(Contour annotation listing)
════════════════
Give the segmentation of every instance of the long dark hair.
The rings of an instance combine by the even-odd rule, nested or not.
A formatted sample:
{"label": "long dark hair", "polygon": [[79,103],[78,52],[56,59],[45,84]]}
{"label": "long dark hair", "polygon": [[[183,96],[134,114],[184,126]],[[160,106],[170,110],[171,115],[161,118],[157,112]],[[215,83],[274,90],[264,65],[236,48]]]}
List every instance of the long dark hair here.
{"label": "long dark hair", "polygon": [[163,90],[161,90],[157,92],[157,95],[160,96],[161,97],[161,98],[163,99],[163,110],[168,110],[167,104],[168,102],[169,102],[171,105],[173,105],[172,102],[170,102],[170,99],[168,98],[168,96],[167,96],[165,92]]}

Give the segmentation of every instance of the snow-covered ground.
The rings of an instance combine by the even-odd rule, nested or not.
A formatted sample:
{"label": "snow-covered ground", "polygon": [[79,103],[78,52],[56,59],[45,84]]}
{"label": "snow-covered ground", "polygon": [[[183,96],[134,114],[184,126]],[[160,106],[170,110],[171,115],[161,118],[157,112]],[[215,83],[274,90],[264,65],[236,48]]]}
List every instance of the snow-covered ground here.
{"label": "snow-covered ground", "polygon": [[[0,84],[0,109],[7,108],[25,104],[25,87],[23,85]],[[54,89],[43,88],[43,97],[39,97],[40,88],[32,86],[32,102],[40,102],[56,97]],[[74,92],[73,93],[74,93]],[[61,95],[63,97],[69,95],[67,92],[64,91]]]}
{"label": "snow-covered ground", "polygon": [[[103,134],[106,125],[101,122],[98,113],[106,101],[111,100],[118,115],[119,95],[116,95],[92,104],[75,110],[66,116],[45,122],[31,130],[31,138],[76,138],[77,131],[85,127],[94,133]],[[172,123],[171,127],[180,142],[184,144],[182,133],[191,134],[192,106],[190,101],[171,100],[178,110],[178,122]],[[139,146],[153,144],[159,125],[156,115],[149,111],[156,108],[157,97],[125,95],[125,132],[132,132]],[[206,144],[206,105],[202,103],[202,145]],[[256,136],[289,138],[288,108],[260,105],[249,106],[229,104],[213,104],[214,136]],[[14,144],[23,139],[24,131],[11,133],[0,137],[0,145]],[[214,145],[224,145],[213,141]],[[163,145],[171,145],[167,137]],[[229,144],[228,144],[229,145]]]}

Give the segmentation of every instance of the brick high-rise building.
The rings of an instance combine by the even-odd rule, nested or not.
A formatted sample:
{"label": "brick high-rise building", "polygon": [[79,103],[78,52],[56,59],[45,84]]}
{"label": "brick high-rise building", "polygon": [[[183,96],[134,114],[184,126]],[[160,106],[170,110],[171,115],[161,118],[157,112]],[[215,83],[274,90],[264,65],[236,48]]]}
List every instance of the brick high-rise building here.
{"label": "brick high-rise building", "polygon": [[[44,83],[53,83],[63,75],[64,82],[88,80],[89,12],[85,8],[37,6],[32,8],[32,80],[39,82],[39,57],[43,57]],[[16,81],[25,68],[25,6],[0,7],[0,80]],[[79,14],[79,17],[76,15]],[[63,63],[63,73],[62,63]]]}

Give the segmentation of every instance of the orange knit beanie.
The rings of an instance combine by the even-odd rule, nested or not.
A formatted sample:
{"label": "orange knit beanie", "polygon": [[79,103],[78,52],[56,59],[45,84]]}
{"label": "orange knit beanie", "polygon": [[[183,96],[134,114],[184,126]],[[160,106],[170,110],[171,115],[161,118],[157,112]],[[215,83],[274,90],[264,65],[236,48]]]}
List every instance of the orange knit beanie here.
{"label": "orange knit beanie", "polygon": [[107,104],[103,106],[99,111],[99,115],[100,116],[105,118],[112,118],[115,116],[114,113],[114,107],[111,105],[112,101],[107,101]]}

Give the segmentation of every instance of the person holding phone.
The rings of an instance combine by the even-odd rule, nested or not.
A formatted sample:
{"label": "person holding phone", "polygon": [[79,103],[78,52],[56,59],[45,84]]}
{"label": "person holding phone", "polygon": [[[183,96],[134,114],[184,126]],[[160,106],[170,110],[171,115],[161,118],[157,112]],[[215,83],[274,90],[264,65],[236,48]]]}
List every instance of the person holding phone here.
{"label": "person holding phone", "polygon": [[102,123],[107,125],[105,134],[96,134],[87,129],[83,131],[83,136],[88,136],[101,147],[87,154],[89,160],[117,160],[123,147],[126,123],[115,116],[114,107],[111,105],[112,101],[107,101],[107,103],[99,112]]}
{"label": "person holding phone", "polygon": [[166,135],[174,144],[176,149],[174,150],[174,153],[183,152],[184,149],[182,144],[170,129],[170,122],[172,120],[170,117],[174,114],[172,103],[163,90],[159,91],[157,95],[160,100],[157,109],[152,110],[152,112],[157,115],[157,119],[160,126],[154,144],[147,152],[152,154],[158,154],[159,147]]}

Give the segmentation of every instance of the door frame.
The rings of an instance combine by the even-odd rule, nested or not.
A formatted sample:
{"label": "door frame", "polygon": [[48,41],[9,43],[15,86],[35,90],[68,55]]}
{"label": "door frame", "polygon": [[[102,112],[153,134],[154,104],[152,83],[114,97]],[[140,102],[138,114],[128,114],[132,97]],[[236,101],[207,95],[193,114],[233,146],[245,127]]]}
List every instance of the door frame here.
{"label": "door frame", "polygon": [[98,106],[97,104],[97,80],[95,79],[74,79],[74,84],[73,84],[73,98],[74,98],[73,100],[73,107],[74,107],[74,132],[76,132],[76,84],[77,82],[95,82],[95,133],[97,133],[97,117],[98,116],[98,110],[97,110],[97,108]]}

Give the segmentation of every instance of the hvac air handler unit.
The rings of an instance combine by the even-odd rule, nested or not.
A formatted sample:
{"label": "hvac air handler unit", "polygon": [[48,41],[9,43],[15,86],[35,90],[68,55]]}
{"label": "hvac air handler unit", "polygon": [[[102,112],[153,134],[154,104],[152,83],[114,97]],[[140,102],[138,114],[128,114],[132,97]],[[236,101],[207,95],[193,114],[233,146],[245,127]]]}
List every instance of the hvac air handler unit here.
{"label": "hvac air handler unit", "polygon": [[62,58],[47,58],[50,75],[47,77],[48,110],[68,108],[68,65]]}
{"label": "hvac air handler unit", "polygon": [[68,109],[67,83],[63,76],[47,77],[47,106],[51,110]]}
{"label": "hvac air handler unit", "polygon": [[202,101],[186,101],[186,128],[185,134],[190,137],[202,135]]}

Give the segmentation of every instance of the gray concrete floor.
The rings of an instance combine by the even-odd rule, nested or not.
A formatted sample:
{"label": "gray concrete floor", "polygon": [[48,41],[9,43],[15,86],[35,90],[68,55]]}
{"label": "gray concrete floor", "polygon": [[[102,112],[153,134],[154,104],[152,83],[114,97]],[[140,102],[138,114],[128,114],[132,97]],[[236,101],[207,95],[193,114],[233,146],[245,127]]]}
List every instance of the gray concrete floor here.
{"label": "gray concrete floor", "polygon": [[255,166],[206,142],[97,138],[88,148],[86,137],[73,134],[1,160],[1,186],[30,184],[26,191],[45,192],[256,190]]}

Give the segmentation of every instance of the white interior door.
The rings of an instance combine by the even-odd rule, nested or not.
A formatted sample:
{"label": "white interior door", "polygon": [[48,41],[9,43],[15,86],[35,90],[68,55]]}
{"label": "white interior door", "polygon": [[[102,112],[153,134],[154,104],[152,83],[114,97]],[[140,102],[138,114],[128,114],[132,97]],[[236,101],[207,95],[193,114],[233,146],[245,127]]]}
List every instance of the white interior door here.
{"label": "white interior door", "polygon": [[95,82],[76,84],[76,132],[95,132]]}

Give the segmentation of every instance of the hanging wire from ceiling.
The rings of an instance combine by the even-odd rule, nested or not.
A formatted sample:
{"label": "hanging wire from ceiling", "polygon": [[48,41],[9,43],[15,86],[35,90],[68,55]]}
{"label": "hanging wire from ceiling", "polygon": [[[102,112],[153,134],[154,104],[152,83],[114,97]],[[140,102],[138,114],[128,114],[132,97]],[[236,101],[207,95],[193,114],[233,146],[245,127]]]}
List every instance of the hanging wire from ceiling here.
════════════════
= TASK =
Write out the lines of the listing word for word, beginning with its first line and continuing through the line that contains "List every instance of the long".

= ANSWER TO THIS TASK =
Give the segmentation of every instance of the long dark hair.
The rings of an instance combine by the even-odd rule, nested or not.
A formatted sample:
{"label": "long dark hair", "polygon": [[79,103],[78,52],[56,59],[45,84]]}
{"label": "long dark hair", "polygon": [[[183,96],[134,114],[184,126]],[[160,106],[170,110],[171,115],[161,118],[157,112]],[[215,83],[274,90],[264,65],[236,48]]]}
List every instance of the long dark hair here.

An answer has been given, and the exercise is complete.